• What is asked:
Can you retype the records starting at the line that contains "target: small crystal chandelier" and ending at the line that contains "[[[253,0],[245,6],[245,43],[252,52],[262,51],[272,38],[276,0]]]", with both of those lines included?

• Supplied data:

━━━━━━━━━━━━━━━━

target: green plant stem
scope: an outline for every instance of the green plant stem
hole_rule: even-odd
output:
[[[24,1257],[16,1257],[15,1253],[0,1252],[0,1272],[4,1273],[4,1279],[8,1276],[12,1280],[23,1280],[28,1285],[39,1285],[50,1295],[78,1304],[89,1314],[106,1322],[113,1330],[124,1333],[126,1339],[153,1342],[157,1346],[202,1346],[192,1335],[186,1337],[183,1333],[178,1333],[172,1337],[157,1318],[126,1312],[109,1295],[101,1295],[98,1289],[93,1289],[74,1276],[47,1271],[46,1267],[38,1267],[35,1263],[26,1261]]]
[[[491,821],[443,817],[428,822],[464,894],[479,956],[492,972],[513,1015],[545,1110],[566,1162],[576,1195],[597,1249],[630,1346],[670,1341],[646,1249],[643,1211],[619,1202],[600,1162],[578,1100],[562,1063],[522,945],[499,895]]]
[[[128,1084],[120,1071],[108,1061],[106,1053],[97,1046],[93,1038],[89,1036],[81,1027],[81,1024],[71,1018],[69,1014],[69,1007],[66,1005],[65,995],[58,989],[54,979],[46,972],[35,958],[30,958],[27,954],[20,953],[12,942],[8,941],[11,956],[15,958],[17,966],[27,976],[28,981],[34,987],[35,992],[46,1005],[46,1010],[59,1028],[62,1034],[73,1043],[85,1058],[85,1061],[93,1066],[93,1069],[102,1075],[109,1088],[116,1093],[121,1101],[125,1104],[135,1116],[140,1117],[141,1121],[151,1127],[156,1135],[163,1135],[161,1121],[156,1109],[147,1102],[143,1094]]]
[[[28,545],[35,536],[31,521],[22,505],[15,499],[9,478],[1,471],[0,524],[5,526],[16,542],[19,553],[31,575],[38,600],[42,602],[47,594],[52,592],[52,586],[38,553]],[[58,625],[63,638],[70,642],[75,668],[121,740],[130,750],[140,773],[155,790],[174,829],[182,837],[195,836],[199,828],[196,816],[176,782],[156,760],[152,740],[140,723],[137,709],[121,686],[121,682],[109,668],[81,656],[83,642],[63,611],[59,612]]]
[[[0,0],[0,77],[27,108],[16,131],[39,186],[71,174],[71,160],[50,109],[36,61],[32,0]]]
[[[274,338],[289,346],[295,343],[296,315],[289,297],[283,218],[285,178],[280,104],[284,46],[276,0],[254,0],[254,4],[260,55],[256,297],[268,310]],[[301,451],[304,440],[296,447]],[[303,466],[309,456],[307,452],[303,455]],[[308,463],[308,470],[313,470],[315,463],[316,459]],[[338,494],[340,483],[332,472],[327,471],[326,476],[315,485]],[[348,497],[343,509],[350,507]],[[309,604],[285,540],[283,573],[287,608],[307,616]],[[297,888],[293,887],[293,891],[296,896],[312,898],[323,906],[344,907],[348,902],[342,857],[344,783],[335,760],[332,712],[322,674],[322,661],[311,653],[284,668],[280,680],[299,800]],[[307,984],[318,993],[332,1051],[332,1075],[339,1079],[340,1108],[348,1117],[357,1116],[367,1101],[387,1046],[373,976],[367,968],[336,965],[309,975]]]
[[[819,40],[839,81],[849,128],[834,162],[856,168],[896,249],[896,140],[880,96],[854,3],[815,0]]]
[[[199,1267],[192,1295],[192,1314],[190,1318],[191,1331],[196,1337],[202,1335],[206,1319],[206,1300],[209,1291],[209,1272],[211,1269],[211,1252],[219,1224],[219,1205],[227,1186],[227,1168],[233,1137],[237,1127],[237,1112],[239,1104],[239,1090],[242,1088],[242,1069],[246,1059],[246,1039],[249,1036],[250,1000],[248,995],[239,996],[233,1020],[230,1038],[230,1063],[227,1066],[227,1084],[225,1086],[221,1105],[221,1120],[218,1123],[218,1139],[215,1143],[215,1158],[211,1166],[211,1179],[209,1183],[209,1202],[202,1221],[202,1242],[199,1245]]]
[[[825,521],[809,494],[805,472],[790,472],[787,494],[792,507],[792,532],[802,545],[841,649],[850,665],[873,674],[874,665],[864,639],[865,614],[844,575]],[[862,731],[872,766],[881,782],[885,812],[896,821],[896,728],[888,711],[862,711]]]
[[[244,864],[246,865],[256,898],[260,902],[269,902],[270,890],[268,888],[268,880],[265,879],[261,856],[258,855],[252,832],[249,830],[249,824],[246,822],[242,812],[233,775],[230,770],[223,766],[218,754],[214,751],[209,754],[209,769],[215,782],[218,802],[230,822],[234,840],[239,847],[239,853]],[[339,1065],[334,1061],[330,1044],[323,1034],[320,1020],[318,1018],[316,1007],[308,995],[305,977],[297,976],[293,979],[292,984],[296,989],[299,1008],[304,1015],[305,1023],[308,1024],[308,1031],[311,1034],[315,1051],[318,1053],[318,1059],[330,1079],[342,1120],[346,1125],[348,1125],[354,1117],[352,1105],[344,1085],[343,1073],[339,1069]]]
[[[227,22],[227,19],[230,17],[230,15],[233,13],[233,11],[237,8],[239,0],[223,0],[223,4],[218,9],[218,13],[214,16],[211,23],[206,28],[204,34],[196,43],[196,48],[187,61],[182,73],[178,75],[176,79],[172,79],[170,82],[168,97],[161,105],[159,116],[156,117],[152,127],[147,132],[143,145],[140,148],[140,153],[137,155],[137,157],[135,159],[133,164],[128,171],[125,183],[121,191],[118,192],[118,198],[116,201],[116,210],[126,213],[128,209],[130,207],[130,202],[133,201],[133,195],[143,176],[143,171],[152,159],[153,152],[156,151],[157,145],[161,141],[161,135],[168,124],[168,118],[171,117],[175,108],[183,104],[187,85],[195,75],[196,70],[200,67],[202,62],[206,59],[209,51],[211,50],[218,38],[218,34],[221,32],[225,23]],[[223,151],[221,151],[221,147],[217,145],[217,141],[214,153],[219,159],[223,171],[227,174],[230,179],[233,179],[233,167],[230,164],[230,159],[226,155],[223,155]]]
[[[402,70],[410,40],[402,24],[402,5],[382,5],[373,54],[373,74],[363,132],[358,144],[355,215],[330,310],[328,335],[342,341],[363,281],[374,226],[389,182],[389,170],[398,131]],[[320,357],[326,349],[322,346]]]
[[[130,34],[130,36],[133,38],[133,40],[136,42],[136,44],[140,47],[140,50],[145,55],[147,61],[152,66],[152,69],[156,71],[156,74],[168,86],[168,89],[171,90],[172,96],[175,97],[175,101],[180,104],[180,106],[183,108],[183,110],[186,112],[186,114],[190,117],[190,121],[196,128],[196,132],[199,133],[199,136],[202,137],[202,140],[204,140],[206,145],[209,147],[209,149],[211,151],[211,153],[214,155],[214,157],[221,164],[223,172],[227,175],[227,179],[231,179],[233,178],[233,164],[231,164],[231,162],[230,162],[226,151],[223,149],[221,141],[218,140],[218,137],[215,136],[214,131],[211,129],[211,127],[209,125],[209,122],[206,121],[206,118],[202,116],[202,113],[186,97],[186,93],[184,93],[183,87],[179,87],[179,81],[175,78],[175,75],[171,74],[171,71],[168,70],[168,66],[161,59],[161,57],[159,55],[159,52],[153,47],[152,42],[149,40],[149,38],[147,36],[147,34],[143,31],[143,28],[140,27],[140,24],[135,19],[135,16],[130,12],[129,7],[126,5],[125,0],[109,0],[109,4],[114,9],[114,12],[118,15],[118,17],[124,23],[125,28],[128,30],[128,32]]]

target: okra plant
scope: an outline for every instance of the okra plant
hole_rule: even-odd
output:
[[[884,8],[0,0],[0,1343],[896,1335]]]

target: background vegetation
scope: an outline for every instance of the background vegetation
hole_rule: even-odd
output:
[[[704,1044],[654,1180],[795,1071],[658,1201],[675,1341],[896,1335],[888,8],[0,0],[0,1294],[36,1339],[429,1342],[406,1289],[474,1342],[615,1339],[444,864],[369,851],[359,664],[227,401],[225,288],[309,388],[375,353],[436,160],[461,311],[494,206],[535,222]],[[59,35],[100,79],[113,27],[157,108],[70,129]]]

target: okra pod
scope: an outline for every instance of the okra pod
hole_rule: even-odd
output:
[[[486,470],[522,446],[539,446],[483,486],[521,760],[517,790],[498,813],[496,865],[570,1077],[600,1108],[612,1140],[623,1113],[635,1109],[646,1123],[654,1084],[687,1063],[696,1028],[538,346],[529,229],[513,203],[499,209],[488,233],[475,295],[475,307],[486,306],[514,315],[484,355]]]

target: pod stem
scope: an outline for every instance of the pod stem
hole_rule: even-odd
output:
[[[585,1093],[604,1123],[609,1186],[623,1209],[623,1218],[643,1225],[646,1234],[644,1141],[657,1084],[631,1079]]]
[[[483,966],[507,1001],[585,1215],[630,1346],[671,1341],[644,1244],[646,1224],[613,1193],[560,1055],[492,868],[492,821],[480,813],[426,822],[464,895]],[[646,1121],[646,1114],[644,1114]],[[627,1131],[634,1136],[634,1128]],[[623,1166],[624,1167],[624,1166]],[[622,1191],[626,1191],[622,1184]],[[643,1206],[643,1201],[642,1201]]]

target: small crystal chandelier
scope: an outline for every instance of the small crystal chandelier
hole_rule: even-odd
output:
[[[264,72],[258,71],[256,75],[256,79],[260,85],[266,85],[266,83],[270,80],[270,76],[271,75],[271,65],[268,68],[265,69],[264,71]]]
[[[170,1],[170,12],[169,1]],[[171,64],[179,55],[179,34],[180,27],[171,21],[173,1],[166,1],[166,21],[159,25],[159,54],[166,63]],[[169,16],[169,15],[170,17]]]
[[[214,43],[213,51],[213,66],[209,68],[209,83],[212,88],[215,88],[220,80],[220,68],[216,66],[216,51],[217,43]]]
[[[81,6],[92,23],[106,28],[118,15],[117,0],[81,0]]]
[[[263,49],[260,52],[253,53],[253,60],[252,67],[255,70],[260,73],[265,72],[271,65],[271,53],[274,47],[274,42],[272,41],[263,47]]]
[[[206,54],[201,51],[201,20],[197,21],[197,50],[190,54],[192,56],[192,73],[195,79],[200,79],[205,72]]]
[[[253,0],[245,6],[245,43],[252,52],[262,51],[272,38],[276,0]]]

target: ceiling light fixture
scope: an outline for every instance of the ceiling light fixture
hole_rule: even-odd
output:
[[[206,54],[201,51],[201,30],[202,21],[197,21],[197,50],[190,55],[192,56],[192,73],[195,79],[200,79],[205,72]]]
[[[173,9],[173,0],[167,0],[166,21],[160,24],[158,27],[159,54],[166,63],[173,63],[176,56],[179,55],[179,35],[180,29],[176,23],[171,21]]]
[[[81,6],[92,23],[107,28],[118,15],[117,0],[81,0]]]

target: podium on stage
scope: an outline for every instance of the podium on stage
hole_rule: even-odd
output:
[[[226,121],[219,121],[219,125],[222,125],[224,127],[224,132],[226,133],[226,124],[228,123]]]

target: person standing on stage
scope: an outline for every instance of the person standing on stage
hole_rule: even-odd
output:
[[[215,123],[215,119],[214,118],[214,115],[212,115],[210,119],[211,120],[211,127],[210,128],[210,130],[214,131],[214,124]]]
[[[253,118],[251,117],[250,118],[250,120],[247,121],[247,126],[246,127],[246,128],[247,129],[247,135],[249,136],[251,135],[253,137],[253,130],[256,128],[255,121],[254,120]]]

━━━━━━━━━━━━━━━━

• Result:
target: small crystal chandelier
scope: an outline for every instance of the small crystal chandelier
hole_rule: even-odd
output:
[[[264,72],[258,71],[256,75],[256,79],[260,85],[266,85],[266,83],[270,80],[270,76],[271,75],[271,65],[268,68],[265,69],[264,71]]]
[[[170,1],[170,12],[169,1]],[[171,64],[179,55],[179,34],[180,27],[171,21],[173,1],[166,1],[166,21],[159,25],[159,54],[166,63]],[[169,16],[169,15],[170,17]]]
[[[214,43],[213,51],[213,66],[209,68],[209,83],[212,88],[215,88],[220,80],[220,68],[216,66],[216,51],[217,43]]]
[[[81,6],[92,23],[106,28],[118,15],[117,0],[81,0]]]
[[[263,49],[260,52],[253,53],[253,60],[252,67],[255,70],[260,73],[265,72],[271,65],[271,53],[274,47],[274,42],[272,41],[263,47]]]
[[[206,54],[201,51],[201,20],[197,21],[197,50],[190,54],[192,56],[192,73],[195,79],[200,79],[205,72]]]
[[[253,0],[245,6],[245,43],[252,52],[262,51],[272,38],[276,0]]]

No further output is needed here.